> [YOUR OBJECTIVE]: The records below must be output exactly, without pictures.

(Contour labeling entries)
• • • • •
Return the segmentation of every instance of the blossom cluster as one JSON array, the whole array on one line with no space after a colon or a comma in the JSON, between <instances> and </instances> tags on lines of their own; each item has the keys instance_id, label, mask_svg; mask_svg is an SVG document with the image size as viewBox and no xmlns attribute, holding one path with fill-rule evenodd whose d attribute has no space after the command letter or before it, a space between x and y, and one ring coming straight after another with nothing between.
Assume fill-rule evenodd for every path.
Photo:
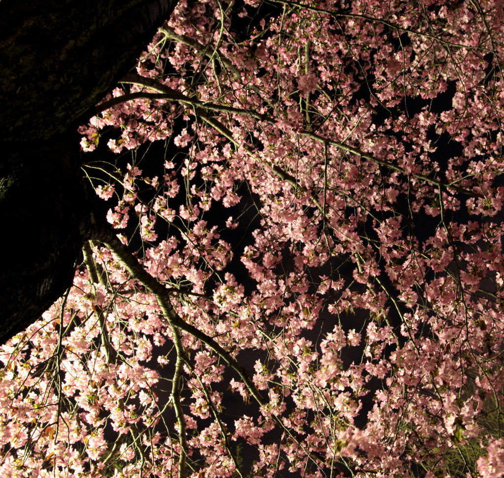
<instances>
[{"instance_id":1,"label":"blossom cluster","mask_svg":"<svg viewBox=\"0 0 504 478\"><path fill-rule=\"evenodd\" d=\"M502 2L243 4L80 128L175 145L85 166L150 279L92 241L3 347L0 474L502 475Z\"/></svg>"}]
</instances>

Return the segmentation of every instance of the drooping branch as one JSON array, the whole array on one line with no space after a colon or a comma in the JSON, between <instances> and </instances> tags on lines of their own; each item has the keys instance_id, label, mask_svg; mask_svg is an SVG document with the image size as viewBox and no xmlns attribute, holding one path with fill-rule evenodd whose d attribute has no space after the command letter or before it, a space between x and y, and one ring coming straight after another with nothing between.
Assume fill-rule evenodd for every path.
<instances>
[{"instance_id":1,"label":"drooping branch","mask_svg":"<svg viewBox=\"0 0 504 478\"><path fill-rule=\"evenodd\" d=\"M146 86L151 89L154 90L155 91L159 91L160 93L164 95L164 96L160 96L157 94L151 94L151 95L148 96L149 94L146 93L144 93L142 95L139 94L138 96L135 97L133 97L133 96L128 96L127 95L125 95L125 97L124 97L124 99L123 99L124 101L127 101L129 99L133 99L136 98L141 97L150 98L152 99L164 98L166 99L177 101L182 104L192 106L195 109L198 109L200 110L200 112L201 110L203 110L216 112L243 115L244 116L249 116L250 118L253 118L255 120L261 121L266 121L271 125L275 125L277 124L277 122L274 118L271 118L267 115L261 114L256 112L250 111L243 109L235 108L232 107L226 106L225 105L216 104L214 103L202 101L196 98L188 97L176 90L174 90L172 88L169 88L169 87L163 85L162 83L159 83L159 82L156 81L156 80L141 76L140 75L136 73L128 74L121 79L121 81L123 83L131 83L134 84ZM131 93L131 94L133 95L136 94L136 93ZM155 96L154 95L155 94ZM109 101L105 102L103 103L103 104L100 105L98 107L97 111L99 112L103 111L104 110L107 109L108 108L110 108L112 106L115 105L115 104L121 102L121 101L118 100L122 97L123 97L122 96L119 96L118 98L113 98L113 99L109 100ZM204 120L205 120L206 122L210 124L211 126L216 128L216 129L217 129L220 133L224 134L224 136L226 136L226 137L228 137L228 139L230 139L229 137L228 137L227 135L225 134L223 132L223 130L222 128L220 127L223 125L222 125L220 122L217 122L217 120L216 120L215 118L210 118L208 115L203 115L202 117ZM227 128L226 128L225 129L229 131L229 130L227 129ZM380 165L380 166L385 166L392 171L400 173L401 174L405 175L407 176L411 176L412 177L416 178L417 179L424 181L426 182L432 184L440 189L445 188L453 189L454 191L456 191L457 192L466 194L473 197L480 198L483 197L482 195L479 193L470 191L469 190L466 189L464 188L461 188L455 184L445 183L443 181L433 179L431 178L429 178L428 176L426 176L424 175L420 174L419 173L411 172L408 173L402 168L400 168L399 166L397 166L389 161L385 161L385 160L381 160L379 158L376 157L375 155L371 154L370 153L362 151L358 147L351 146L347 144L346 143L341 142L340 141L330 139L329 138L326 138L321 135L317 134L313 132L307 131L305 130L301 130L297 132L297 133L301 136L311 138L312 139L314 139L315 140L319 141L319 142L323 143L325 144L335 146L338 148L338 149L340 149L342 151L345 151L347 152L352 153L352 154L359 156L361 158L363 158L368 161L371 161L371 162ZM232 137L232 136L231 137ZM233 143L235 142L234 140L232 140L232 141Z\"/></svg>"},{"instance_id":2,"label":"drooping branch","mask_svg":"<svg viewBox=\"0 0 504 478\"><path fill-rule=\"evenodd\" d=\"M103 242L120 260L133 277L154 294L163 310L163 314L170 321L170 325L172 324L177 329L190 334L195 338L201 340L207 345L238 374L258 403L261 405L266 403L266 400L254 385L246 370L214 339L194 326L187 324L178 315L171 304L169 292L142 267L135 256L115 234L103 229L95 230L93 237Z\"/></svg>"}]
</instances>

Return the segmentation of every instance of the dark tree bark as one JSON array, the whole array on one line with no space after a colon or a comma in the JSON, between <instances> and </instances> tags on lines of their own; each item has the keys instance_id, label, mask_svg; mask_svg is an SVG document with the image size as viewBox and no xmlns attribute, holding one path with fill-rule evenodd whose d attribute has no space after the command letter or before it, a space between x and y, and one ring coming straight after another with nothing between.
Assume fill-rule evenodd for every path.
• • • • •
> [FINISHED EXERCISE]:
Return the segmentation of every instance of the blossom cluster as one JSON array, the whole array on one line with no space after a colon or a comma in the JSON, between <instances> and </instances> tags on lines of their own; each item has the keys instance_id, label, mask_svg; mask_svg is an SVG document with the image size as viewBox and no xmlns attribute, holding one path with fill-rule evenodd whose d attribute has no space after the command letter or before it, a space between x and y, and one ring coming straight after another with nothing between.
Assume fill-rule evenodd for every path.
Photo:
<instances>
[{"instance_id":1,"label":"blossom cluster","mask_svg":"<svg viewBox=\"0 0 504 478\"><path fill-rule=\"evenodd\" d=\"M502 2L243 4L80 128L175 145L85 166L150 279L92 241L3 347L0 474L502 475Z\"/></svg>"}]
</instances>

Return the segmentation of every instance of the drooping branch as one JSON array, the whole array on one line with no space after a colon or a comma in the JSON, between <instances> and </instances> tags on lines of their own; each item has the keys instance_id, label, mask_svg; mask_svg is an SVG document with the image size as viewBox and no xmlns attribute, holding one path with fill-rule evenodd whose d attribute has no space after the command letter or before it, a space between x and y, and one ring coming straight after another with nothing between.
Assume fill-rule evenodd for every path.
<instances>
[{"instance_id":1,"label":"drooping branch","mask_svg":"<svg viewBox=\"0 0 504 478\"><path fill-rule=\"evenodd\" d=\"M146 86L151 89L154 90L155 91L159 91L160 93L164 95L164 96L160 96L157 94L151 94L151 95L148 96L149 94L146 93L144 93L142 95L139 94L138 96L135 97L133 97L133 96L128 96L127 95L125 95L125 97L124 97L124 99L123 99L124 101L127 101L129 99L133 99L136 98L141 97L150 98L152 99L164 98L166 99L177 101L182 104L192 106L195 109L198 109L200 110L200 112L201 110L203 110L216 112L243 115L244 116L249 116L250 118L253 118L255 120L261 121L266 121L271 125L275 125L277 124L277 122L274 118L271 118L267 115L261 114L256 112L250 111L243 109L235 108L232 107L226 106L225 105L216 104L214 103L202 101L196 98L188 97L176 90L174 90L172 88L169 88L169 87L163 85L162 83L159 83L159 82L156 81L156 80L141 76L140 75L136 73L128 74L121 79L121 81L123 83L131 83L134 84ZM131 93L131 94L133 95L136 94L136 93ZM155 96L154 95L155 94ZM109 101L105 102L103 103L103 104L100 105L98 107L97 111L99 112L103 111L104 110L107 109L108 108L110 108L112 106L115 105L115 104L121 102L121 101L118 100L122 97L123 97L122 96L119 96L118 98L113 98L113 99L109 100ZM204 120L205 120L206 122L210 124L211 126L216 128L216 129L217 129L220 133L224 134L224 136L226 136L226 137L228 137L228 139L230 139L229 137L228 137L227 135L225 134L223 132L223 130L222 128L220 127L223 125L222 125L220 122L217 122L217 120L216 120L215 118L210 118L208 115L203 115L202 117ZM227 128L226 128L225 129L229 131L229 130L227 129ZM380 165L380 166L385 166L392 171L400 173L401 174L405 175L407 176L411 176L412 177L416 178L417 179L424 181L426 182L432 184L440 189L445 188L453 189L454 191L456 191L457 192L466 194L473 197L480 198L483 197L482 195L479 193L470 191L469 190L466 189L464 188L461 188L455 184L445 183L443 181L433 179L431 178L429 178L428 176L426 176L424 175L420 174L419 173L411 172L408 173L402 168L400 168L399 166L397 166L389 161L385 161L385 160L381 160L379 158L376 157L375 155L371 154L370 153L362 151L358 147L351 146L347 144L346 143L341 142L340 141L330 139L329 138L326 138L321 135L317 134L313 132L307 131L305 130L301 130L297 132L297 133L301 136L311 138L312 139L314 139L315 140L319 141L319 142L323 143L325 144L335 146L338 148L338 149L340 149L342 151L345 151L347 152L352 153L352 154L359 156L361 158L363 158L368 161L371 161L371 162ZM232 137L232 136L231 137ZM233 143L235 142L234 140L232 140L232 141Z\"/></svg>"},{"instance_id":2,"label":"drooping branch","mask_svg":"<svg viewBox=\"0 0 504 478\"><path fill-rule=\"evenodd\" d=\"M103 242L120 260L133 277L154 294L163 310L163 314L170 321L170 325L172 324L177 329L190 334L195 338L201 340L207 345L238 374L258 403L261 405L266 403L266 400L254 385L246 370L214 339L194 326L187 324L178 315L171 304L169 292L142 267L135 256L115 234L103 229L95 230L93 237Z\"/></svg>"}]
</instances>

Return the segmentation of every instance of the dark tree bark as one JSON array, the whole array on one line with no space after a colon or a comma in the JSON, between <instances> and </instances> tags on lines of their own; each item has the keys instance_id, label, mask_svg; mask_svg is an SVG document with the image size as viewBox and no xmlns attribute, holding one path with fill-rule evenodd whose d attribute has no space after the command letter or before it, a space between x and y, and one ring coming straight after another with nothing between.
Assume fill-rule evenodd for every path.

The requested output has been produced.